[YOUR TASK] Using the entries below, copy out all lines where "query" is found.

[Items from a data source]
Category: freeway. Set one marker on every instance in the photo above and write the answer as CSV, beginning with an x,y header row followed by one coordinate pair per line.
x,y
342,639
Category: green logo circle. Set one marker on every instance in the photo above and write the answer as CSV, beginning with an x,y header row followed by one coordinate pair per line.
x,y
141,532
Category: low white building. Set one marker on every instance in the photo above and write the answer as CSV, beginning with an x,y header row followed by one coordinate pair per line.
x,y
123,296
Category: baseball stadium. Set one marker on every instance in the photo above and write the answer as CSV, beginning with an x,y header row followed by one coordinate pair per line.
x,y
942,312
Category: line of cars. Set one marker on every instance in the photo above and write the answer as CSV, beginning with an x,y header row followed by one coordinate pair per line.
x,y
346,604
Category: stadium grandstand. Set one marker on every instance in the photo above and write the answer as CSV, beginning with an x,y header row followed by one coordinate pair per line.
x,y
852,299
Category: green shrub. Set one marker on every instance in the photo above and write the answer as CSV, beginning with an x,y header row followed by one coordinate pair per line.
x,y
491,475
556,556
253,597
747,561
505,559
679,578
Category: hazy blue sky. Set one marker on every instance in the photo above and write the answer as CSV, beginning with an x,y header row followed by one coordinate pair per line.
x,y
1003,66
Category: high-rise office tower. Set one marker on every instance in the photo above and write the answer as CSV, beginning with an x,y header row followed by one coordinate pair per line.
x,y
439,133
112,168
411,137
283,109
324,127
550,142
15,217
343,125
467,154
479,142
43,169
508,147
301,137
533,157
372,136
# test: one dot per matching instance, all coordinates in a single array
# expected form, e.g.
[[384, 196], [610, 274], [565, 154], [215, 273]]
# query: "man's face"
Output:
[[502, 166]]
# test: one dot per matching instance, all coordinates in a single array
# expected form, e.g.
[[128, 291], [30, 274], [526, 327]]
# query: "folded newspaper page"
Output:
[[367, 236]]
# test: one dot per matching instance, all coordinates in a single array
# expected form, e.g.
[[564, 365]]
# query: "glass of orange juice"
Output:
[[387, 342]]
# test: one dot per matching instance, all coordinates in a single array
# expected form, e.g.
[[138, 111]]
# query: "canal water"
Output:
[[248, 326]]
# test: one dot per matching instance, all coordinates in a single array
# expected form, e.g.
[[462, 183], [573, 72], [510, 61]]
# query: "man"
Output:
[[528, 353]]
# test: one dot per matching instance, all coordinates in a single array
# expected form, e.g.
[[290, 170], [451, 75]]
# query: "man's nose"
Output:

--

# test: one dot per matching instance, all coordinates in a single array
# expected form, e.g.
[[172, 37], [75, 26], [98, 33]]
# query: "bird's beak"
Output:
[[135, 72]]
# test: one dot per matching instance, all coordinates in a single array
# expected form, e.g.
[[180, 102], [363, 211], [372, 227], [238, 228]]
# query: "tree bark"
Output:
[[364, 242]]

...

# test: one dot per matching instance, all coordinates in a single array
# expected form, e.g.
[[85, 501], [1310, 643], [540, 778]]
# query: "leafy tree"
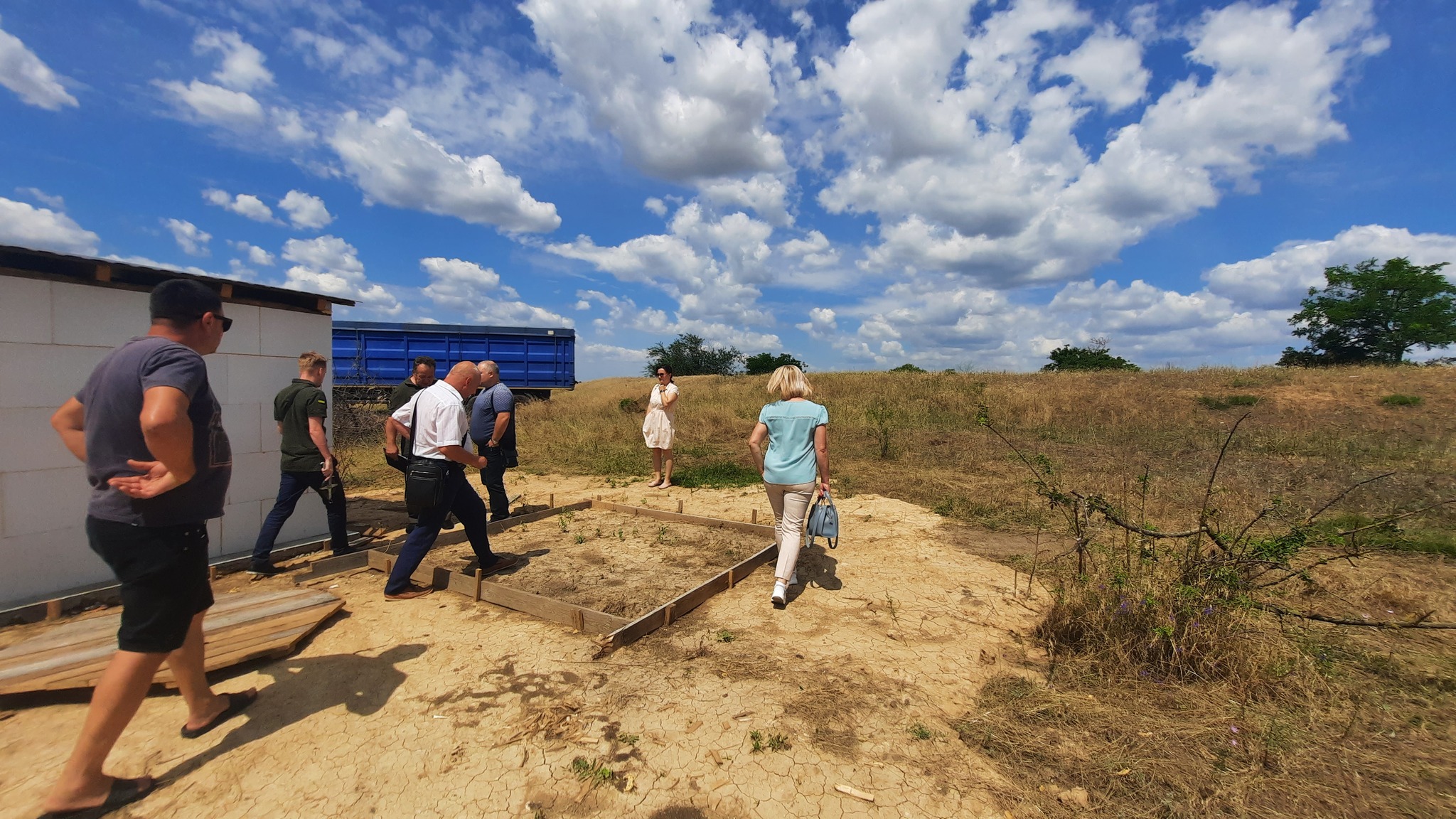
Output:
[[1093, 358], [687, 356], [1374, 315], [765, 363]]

[FINAL ANSWER]
# query: "man's face"
# query: "folded newspaper page"
# query: "glass of orange juice"
# query: "canal water"
# query: "man"
# query: "man's nose"
# query: "bird's beak"
# query: "tree bark"
# query: "leafy tree"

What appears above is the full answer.